**Task directions**
Scan the records below for the line containing "box: [1146, 243, 1783, 1659]" and the line containing "339L1232 282L1165 352L1159". Copy both, plus every line between, exactly.

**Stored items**
::::
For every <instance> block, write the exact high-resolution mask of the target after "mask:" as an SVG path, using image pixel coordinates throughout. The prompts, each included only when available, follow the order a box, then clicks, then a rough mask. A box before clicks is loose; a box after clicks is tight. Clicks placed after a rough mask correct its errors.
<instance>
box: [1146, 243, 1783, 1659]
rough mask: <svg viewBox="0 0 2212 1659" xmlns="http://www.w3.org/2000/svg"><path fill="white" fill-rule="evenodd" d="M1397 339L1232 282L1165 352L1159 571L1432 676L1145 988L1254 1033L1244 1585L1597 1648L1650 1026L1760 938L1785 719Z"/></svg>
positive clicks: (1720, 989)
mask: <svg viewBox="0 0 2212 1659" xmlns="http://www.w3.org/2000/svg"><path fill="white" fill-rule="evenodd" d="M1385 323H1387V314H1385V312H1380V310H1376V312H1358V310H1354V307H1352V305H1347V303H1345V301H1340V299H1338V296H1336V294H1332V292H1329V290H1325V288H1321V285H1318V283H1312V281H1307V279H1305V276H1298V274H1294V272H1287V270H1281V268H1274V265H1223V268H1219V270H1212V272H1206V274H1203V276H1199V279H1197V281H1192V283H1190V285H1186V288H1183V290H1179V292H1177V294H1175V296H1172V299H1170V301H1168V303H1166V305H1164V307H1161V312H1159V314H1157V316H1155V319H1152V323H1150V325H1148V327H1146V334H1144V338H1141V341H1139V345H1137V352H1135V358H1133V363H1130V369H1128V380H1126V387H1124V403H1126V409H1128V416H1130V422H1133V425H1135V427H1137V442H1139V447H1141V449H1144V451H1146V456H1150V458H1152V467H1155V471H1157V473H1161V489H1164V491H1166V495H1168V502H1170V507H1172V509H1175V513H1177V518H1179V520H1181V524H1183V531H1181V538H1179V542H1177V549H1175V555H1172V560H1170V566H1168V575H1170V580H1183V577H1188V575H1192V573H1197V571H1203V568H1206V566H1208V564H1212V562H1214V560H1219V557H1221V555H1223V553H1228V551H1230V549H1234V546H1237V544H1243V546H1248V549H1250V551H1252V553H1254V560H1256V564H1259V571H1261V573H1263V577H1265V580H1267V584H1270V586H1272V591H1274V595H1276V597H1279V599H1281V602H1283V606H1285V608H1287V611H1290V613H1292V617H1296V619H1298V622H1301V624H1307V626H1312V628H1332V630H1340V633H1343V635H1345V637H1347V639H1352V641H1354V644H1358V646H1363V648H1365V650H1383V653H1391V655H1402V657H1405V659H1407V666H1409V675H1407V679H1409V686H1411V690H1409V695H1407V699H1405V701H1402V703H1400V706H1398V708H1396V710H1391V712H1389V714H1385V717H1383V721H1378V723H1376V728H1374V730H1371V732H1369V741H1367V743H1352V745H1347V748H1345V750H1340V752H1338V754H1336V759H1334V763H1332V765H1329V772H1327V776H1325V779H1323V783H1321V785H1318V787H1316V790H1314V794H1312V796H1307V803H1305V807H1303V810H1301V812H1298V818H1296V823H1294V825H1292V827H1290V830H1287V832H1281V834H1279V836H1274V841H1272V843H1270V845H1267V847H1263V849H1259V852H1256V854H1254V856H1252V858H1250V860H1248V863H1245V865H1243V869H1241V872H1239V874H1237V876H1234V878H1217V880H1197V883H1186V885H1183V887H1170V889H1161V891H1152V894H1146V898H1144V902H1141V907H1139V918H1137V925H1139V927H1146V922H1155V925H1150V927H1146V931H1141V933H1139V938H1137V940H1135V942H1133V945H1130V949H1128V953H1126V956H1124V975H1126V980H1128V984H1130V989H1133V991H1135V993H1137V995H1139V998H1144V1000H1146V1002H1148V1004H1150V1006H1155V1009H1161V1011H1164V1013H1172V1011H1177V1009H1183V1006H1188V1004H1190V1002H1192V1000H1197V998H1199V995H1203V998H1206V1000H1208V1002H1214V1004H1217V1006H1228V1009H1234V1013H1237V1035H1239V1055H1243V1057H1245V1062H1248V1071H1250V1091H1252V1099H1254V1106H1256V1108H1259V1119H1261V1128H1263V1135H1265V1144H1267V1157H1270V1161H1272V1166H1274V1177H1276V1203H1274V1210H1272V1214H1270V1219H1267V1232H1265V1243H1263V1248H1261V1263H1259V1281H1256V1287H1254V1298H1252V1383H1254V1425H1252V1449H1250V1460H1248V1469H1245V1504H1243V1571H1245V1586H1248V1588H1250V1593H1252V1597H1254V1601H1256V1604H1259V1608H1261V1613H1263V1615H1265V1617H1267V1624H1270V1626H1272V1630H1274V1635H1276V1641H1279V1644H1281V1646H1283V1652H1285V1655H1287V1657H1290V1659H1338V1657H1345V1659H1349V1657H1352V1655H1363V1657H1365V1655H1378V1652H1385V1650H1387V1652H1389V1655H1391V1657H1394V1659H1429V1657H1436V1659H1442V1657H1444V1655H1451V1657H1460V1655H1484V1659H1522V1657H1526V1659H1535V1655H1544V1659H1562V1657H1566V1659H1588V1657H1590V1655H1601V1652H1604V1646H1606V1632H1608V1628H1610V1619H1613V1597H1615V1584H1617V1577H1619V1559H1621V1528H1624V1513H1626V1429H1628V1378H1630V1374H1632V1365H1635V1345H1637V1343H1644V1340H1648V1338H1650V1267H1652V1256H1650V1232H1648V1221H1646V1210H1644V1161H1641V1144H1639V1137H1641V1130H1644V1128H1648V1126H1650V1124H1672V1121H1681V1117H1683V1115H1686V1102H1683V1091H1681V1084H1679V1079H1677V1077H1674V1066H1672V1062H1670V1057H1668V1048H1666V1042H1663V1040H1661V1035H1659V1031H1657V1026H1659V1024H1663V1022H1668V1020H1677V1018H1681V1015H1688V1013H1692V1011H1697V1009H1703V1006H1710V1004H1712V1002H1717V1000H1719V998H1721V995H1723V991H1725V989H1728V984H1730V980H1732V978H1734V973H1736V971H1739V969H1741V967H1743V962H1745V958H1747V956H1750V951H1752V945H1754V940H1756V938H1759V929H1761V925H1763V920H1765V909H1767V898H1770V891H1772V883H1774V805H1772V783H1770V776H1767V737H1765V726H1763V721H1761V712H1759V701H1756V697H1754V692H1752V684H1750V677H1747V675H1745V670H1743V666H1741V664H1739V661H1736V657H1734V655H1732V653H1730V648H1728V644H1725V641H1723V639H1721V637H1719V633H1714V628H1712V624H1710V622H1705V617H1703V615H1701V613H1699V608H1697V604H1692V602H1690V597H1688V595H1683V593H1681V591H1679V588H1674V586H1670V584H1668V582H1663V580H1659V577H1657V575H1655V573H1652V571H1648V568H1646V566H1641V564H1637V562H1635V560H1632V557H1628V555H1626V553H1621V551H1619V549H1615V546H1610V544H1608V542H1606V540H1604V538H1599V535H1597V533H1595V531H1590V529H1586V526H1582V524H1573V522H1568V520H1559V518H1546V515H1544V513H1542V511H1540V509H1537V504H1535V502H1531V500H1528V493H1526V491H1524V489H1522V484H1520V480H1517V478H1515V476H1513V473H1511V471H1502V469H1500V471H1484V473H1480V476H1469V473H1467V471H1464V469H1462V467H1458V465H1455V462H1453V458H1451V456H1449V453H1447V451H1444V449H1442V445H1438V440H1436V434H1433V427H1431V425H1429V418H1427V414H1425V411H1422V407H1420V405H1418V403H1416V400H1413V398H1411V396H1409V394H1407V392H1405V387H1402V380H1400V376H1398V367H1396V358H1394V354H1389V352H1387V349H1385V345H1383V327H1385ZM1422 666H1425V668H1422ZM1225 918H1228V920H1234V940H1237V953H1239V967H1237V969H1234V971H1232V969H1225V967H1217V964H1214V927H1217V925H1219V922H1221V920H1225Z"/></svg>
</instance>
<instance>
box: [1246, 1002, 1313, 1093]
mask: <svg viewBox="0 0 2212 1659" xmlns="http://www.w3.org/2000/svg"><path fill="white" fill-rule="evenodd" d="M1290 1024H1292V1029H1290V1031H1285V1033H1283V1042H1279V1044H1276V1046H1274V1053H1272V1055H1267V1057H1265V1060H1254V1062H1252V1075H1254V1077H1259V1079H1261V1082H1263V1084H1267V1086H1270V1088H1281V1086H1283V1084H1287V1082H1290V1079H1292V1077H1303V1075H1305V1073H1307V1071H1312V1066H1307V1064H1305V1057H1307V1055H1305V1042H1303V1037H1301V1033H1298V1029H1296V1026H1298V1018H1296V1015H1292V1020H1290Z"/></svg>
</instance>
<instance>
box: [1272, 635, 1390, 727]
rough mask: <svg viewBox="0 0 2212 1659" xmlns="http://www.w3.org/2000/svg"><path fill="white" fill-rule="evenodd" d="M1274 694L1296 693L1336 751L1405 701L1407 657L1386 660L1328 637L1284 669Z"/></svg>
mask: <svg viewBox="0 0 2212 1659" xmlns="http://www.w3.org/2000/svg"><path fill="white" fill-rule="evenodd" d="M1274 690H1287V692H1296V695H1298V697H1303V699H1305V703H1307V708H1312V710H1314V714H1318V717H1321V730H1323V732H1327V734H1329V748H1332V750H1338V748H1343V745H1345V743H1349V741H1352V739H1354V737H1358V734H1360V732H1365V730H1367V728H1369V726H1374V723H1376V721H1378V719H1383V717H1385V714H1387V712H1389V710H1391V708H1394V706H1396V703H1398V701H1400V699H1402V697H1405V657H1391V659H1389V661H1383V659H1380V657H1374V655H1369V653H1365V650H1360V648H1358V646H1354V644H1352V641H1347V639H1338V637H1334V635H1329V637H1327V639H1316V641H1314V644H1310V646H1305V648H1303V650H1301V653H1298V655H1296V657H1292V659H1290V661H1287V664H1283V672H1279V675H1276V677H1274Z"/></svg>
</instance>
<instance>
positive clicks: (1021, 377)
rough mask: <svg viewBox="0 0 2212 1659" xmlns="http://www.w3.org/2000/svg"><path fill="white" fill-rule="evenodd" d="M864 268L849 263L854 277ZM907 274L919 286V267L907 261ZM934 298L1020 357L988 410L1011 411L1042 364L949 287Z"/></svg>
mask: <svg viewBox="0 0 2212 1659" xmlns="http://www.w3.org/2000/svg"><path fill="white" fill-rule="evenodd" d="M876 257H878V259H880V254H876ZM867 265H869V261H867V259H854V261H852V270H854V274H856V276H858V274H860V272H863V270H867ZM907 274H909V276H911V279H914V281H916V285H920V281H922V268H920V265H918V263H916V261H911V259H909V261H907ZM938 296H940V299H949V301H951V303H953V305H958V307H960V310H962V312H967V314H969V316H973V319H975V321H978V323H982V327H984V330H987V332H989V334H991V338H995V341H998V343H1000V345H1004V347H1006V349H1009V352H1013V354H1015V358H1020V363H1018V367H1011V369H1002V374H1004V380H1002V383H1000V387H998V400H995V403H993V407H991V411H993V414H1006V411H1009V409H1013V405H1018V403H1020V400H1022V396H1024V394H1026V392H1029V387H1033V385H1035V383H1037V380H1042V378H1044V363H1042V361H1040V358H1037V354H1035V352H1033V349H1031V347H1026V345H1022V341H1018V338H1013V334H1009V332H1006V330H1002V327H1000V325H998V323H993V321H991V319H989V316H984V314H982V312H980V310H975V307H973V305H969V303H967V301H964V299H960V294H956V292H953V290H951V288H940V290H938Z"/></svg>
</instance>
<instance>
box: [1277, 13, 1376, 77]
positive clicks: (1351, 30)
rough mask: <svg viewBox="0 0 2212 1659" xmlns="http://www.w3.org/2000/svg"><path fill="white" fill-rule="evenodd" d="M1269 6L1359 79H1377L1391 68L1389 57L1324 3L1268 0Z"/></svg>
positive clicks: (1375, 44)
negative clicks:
::::
**Exercise output**
box: [1146, 243, 1783, 1659]
rough mask: <svg viewBox="0 0 2212 1659" xmlns="http://www.w3.org/2000/svg"><path fill="white" fill-rule="evenodd" d="M1397 339L1232 282L1165 352L1159 571L1432 676L1145 988L1254 1033L1244 1585L1597 1648L1650 1026L1760 938L1785 719Z"/></svg>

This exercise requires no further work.